:: SOURCE PASSAGE ::

(begin)

Monday, April 07, 2008

The controversy surrounding ‘gay face’

Radar magazine editor Dale Hrabi gives some historical context behind the blogosphere’s new favorite term, "gay face," an expression that has emerged on the Internet and supposedly gives outsiders a way to differentiate between gay men and metrosexual wannabes.

I laughed out loud after looking at a collage of photos in the April issue of Radar with mugs ranging from Paul Lynde circa 1963 to Marcel Marceau in 1947 to modern day "gay facers" like Lance Bass and Zac Efron.

According to the article, the expression is characterized by arched eyebrows, pursed lips and exaggerated pop eyes.

Hrabi’s take was light-hearted and, well, funny as hell. I spent a few minutes looking at my reflection in the mirror trying to strike my best Zoolander "gay face."

However, the Urban Dictionary’s take on "gay face" hit me the wrong way.

(end)

:: INFORMATION GIVEN ::
(begin)

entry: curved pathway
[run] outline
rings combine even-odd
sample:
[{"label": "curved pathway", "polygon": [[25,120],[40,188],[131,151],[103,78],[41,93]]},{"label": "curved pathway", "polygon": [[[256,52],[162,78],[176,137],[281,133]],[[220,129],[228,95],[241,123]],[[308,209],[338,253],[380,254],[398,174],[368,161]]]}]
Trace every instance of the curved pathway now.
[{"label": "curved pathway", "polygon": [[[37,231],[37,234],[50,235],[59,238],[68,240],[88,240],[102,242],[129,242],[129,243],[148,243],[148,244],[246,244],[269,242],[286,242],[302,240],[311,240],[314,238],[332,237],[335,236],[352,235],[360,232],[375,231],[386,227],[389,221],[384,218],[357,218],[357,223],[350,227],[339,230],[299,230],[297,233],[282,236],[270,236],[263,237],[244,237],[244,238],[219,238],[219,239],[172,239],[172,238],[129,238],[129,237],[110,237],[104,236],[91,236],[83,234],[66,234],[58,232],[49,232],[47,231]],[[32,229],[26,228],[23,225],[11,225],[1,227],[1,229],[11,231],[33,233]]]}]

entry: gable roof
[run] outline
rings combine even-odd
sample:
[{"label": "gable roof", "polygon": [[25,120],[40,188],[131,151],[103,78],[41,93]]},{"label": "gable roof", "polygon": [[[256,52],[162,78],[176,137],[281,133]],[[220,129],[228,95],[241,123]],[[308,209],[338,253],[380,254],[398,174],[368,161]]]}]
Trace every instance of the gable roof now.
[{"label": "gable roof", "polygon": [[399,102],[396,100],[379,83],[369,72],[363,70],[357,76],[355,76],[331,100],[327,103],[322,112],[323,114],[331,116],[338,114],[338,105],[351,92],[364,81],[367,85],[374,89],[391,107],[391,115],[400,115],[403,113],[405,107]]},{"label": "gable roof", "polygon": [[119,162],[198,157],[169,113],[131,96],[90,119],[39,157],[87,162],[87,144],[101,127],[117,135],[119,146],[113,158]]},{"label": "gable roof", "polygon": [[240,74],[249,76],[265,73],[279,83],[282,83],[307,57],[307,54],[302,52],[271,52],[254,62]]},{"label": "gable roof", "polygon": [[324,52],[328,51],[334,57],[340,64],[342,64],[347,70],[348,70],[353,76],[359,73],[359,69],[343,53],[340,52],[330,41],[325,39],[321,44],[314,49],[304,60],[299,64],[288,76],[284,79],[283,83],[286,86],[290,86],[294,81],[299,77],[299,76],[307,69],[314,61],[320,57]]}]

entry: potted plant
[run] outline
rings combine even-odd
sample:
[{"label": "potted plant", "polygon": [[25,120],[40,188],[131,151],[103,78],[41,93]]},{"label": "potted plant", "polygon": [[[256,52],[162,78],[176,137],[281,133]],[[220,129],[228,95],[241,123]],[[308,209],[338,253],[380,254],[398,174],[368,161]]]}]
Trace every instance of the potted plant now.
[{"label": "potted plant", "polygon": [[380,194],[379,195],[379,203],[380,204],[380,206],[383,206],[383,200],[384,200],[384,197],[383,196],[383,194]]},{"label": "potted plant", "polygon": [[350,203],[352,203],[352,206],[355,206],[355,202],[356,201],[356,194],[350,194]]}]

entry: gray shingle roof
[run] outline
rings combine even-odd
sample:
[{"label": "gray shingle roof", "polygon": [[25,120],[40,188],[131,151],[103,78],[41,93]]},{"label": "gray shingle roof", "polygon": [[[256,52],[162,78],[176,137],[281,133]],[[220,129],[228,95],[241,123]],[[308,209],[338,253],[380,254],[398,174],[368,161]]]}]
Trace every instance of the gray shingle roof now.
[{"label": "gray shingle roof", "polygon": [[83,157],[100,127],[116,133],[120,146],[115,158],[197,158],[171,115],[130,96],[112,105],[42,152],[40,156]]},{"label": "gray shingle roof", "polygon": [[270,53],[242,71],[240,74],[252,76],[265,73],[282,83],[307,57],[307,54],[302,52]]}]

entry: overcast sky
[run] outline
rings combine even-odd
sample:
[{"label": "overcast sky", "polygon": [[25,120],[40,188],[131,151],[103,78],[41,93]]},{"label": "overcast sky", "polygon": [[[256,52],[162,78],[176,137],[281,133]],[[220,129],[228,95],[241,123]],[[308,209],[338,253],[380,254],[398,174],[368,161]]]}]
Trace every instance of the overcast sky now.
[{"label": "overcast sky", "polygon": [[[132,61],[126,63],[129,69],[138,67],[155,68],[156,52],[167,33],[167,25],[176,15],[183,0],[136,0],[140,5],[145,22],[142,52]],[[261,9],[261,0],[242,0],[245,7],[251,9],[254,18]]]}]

(end)

:: YOUR OBJECTIVE ::
Write a continuation of the blog post on the term "gay face," picking up right after its final sentence about the Urban Dictionary's take.

:: FINAL RESULT ::
"The use of certain expressions can become ingrained in the musculature of the face over time," the contributor writes. "Since effeminate gay men utilize similar facial expressions as women, they develop female aging and muscle contraction patterns in their face."

And this part from Urban Dictionary especially pissed me off:

"Gay face includes an eye expression that is both surprised looking and predatory," the definition continues.

Huh … predatory? While I’m notoriously not PC, this statement sounds a lot like something anti-gay crusader Anita Bryant would’ve said in the ‘70s.

Or, better yet, something Jay Leno would ask actor Ryan Phillippe to imitate for the "Tonight Show" camera.

On the surface, "gay face" is harmless fun. However, the term borders a dehumanizing caricature in my book.


Anonymous said...

My bisexual boyfriend totally has gayface. But in my opinion, it's not a face they MAKE. It's the little extra something 'pretty' about their faces, as opposed to the ape-like faces of straight men. Nothing predatory about it and everything sexy about it!

Anonymous said...

it is so predatory.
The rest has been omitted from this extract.